WORK TO COMPLETE.
Report every line in the entries below that contains the word "door", matching its case exactly.

************

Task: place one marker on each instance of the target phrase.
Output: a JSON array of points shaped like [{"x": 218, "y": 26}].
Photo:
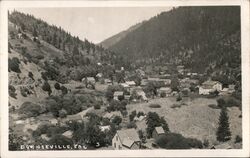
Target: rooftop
[
  {"x": 118, "y": 93},
  {"x": 159, "y": 130},
  {"x": 128, "y": 136}
]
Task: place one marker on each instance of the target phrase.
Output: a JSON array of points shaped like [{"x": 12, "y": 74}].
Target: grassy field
[{"x": 196, "y": 119}]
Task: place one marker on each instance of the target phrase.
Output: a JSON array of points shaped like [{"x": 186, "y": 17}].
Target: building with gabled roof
[
  {"x": 118, "y": 94},
  {"x": 68, "y": 134},
  {"x": 158, "y": 131},
  {"x": 130, "y": 83},
  {"x": 126, "y": 139},
  {"x": 210, "y": 86}
]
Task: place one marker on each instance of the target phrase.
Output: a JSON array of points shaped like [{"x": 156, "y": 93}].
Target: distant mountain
[
  {"x": 200, "y": 38},
  {"x": 63, "y": 57},
  {"x": 116, "y": 38}
]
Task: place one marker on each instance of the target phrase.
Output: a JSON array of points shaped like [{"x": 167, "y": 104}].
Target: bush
[
  {"x": 176, "y": 106},
  {"x": 179, "y": 98},
  {"x": 57, "y": 86},
  {"x": 12, "y": 91},
  {"x": 46, "y": 87},
  {"x": 13, "y": 64},
  {"x": 163, "y": 94},
  {"x": 117, "y": 120},
  {"x": 140, "y": 114},
  {"x": 238, "y": 139},
  {"x": 132, "y": 115},
  {"x": 205, "y": 143},
  {"x": 30, "y": 109},
  {"x": 221, "y": 103},
  {"x": 155, "y": 106},
  {"x": 233, "y": 102},
  {"x": 131, "y": 125},
  {"x": 64, "y": 90},
  {"x": 62, "y": 113},
  {"x": 23, "y": 92},
  {"x": 39, "y": 57},
  {"x": 213, "y": 106},
  {"x": 97, "y": 106},
  {"x": 30, "y": 74}
]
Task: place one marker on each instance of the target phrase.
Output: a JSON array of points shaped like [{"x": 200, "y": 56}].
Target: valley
[{"x": 149, "y": 87}]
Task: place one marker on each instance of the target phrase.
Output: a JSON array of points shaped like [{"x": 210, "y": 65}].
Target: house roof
[
  {"x": 209, "y": 84},
  {"x": 90, "y": 78},
  {"x": 130, "y": 83},
  {"x": 68, "y": 134},
  {"x": 128, "y": 137},
  {"x": 118, "y": 93},
  {"x": 112, "y": 114},
  {"x": 159, "y": 130}
]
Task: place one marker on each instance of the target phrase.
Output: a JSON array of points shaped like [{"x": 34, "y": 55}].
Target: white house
[
  {"x": 126, "y": 139},
  {"x": 166, "y": 90},
  {"x": 130, "y": 83},
  {"x": 105, "y": 128},
  {"x": 118, "y": 94},
  {"x": 89, "y": 80},
  {"x": 209, "y": 86}
]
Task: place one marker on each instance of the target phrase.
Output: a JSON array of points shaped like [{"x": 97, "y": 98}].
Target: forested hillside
[
  {"x": 116, "y": 38},
  {"x": 63, "y": 56},
  {"x": 200, "y": 38}
]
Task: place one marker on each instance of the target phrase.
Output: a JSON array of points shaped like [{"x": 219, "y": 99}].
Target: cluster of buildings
[{"x": 128, "y": 139}]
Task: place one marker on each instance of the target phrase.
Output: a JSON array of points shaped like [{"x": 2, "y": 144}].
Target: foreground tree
[
  {"x": 153, "y": 120},
  {"x": 223, "y": 132}
]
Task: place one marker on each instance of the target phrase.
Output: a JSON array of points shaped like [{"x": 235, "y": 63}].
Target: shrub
[
  {"x": 12, "y": 91},
  {"x": 132, "y": 115},
  {"x": 39, "y": 57},
  {"x": 238, "y": 139},
  {"x": 46, "y": 87},
  {"x": 155, "y": 106},
  {"x": 43, "y": 75},
  {"x": 213, "y": 106},
  {"x": 163, "y": 94},
  {"x": 64, "y": 90},
  {"x": 131, "y": 125},
  {"x": 62, "y": 113},
  {"x": 30, "y": 109},
  {"x": 30, "y": 74},
  {"x": 205, "y": 143},
  {"x": 13, "y": 64},
  {"x": 140, "y": 114},
  {"x": 97, "y": 106},
  {"x": 176, "y": 106},
  {"x": 117, "y": 120},
  {"x": 233, "y": 102},
  {"x": 57, "y": 86},
  {"x": 23, "y": 92},
  {"x": 179, "y": 98},
  {"x": 221, "y": 103}
]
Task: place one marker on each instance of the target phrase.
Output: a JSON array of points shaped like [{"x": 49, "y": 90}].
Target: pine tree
[{"x": 223, "y": 132}]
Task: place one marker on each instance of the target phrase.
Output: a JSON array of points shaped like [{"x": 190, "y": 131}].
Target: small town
[{"x": 92, "y": 98}]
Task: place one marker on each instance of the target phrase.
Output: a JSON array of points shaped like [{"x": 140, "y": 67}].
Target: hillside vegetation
[{"x": 200, "y": 38}]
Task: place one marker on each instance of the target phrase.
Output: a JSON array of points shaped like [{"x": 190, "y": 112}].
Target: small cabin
[{"x": 158, "y": 131}]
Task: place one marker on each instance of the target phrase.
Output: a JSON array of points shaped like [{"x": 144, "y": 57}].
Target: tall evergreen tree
[{"x": 223, "y": 132}]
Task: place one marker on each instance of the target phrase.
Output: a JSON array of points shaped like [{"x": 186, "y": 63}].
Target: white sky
[{"x": 94, "y": 24}]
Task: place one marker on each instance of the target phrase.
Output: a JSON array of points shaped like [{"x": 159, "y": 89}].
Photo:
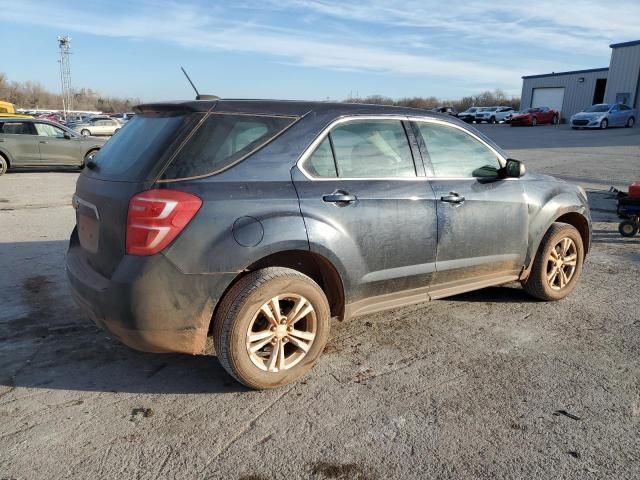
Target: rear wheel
[
  {"x": 4, "y": 165},
  {"x": 628, "y": 228},
  {"x": 558, "y": 264},
  {"x": 271, "y": 327}
]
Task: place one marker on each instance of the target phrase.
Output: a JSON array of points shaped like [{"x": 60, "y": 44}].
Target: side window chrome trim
[
  {"x": 346, "y": 119},
  {"x": 501, "y": 160}
]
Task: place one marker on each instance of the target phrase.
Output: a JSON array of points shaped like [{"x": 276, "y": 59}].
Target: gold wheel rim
[
  {"x": 561, "y": 264},
  {"x": 281, "y": 332}
]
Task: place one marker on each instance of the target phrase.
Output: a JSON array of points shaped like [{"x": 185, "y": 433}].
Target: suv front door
[
  {"x": 482, "y": 219},
  {"x": 18, "y": 139},
  {"x": 368, "y": 208},
  {"x": 55, "y": 149}
]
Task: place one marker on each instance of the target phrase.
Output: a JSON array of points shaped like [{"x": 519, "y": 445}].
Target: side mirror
[{"x": 513, "y": 169}]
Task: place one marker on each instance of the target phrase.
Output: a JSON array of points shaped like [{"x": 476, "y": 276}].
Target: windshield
[{"x": 598, "y": 108}]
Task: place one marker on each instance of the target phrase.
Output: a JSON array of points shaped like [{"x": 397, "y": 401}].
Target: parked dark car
[
  {"x": 256, "y": 222},
  {"x": 535, "y": 116},
  {"x": 447, "y": 110},
  {"x": 32, "y": 142},
  {"x": 469, "y": 115}
]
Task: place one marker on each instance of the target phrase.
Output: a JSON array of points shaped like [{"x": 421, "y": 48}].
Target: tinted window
[
  {"x": 320, "y": 163},
  {"x": 17, "y": 128},
  {"x": 454, "y": 153},
  {"x": 223, "y": 140},
  {"x": 146, "y": 143},
  {"x": 46, "y": 130},
  {"x": 372, "y": 149}
]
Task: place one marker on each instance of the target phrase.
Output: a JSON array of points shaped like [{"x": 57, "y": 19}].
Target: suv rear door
[
  {"x": 18, "y": 139},
  {"x": 482, "y": 220},
  {"x": 368, "y": 208}
]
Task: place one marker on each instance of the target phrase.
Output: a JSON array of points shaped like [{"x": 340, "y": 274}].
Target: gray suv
[
  {"x": 256, "y": 222},
  {"x": 29, "y": 142}
]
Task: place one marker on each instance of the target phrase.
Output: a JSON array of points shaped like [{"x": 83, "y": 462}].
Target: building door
[
  {"x": 548, "y": 97},
  {"x": 598, "y": 93}
]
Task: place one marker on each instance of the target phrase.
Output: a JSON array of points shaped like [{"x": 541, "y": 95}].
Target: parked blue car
[{"x": 604, "y": 115}]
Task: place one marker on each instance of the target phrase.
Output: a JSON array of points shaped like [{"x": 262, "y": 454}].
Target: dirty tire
[
  {"x": 236, "y": 312},
  {"x": 628, "y": 228},
  {"x": 537, "y": 285}
]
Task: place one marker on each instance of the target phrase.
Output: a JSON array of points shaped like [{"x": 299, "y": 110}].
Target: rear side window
[
  {"x": 140, "y": 149},
  {"x": 221, "y": 141},
  {"x": 363, "y": 149}
]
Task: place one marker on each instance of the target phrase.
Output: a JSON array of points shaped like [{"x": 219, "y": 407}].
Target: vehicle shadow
[{"x": 46, "y": 342}]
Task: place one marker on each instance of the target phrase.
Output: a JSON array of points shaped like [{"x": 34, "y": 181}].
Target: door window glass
[
  {"x": 372, "y": 149},
  {"x": 454, "y": 153},
  {"x": 16, "y": 128},
  {"x": 46, "y": 130}
]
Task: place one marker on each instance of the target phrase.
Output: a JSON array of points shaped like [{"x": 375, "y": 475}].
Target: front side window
[
  {"x": 46, "y": 130},
  {"x": 364, "y": 149},
  {"x": 16, "y": 128},
  {"x": 456, "y": 154}
]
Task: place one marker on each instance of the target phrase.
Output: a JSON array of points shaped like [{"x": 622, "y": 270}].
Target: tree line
[
  {"x": 33, "y": 95},
  {"x": 484, "y": 99},
  {"x": 30, "y": 95}
]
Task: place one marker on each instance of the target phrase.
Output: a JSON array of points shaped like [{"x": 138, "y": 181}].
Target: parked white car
[
  {"x": 493, "y": 114},
  {"x": 97, "y": 126}
]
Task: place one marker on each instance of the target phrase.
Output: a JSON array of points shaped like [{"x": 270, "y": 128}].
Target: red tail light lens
[{"x": 156, "y": 217}]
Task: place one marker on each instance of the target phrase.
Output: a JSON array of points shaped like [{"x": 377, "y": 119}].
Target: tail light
[{"x": 156, "y": 217}]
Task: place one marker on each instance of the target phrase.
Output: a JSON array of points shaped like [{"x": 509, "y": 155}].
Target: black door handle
[
  {"x": 453, "y": 197},
  {"x": 339, "y": 197}
]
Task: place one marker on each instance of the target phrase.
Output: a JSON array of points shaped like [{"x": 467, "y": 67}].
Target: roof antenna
[{"x": 198, "y": 96}]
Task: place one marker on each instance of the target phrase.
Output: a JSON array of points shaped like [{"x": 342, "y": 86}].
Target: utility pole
[{"x": 64, "y": 43}]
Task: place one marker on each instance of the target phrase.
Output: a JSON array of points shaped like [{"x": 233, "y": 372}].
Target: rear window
[
  {"x": 141, "y": 147},
  {"x": 223, "y": 140}
]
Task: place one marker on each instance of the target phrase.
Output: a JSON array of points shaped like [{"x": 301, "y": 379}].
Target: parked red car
[{"x": 535, "y": 116}]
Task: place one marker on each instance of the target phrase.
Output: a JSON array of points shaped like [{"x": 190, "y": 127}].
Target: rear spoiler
[{"x": 186, "y": 107}]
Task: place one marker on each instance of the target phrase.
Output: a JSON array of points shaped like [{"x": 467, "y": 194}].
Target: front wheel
[
  {"x": 271, "y": 327},
  {"x": 558, "y": 264},
  {"x": 628, "y": 228},
  {"x": 4, "y": 165}
]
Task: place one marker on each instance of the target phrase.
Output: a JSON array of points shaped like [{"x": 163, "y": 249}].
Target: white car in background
[
  {"x": 493, "y": 114},
  {"x": 97, "y": 126}
]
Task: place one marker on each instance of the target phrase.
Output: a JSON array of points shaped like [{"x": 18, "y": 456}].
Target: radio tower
[{"x": 65, "y": 74}]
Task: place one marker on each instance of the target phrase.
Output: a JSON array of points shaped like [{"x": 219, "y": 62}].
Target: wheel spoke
[
  {"x": 301, "y": 314},
  {"x": 275, "y": 307},
  {"x": 266, "y": 310},
  {"x": 273, "y": 358},
  {"x": 281, "y": 365},
  {"x": 258, "y": 344},
  {"x": 303, "y": 335},
  {"x": 300, "y": 344}
]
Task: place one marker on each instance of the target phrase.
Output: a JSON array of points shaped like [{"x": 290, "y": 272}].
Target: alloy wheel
[
  {"x": 561, "y": 263},
  {"x": 281, "y": 332}
]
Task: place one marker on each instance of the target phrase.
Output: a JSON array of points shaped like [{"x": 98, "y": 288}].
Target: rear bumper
[{"x": 148, "y": 304}]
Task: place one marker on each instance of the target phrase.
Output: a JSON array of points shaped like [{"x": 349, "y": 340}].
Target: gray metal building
[{"x": 571, "y": 92}]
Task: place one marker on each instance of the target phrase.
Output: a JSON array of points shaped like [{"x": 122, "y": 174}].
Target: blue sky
[{"x": 315, "y": 49}]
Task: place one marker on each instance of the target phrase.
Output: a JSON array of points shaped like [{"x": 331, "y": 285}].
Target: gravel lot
[{"x": 489, "y": 384}]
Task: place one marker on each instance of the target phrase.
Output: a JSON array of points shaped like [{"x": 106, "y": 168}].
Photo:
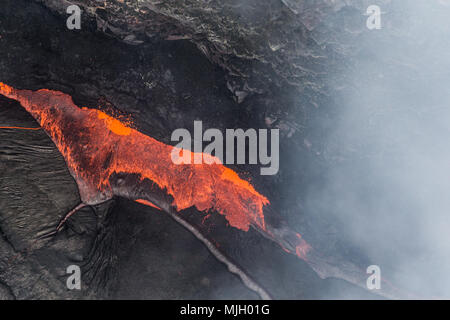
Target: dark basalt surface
[{"x": 232, "y": 64}]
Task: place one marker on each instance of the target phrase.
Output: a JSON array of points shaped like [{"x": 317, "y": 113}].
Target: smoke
[{"x": 387, "y": 150}]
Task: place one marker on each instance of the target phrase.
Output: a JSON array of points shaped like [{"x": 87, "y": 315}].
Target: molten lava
[
  {"x": 97, "y": 146},
  {"x": 102, "y": 152}
]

************

RESPONSE TO THIS EXERCISE.
Target: suv front door
Target: suv rear door
Target: building door
Target: door window glass
Target: black door handle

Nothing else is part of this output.